Stored entries
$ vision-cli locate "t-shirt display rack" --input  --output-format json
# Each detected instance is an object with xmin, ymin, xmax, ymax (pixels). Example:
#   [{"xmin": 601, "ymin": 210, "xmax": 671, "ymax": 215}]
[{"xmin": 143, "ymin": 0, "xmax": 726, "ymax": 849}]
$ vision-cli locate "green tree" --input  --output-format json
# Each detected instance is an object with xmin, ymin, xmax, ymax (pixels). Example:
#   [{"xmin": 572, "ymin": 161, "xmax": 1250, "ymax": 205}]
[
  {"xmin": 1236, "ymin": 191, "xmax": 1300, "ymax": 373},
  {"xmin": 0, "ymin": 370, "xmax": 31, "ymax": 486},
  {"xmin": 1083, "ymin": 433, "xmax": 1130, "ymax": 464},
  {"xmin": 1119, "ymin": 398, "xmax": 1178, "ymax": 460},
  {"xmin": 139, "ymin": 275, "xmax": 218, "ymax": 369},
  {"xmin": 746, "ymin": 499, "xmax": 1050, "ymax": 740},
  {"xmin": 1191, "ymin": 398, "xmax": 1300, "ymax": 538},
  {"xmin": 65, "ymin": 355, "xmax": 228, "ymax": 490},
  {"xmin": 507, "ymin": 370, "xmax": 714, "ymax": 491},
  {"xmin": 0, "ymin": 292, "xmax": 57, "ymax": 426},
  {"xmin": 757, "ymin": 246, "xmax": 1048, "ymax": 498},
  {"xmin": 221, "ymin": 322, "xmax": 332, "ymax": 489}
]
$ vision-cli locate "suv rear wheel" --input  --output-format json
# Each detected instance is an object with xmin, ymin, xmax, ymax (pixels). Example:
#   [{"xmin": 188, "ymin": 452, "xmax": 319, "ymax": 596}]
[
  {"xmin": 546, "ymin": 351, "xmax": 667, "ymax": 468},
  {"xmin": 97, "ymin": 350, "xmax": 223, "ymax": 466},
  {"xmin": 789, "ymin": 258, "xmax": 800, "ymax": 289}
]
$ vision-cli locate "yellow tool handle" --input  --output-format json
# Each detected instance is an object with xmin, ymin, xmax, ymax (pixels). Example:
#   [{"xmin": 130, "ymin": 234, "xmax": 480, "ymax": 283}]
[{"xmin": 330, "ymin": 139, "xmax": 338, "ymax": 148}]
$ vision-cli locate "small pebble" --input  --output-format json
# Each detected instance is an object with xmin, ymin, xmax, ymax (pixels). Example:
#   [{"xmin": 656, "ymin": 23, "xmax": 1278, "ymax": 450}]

▸ **Exercise goal**:
Filter the listing above down to every line that contains the word "tree", treating case as significant, and copy each such line out.

▸ **Task output**:
$ vision-cli locate "green tree" --input  --output-format json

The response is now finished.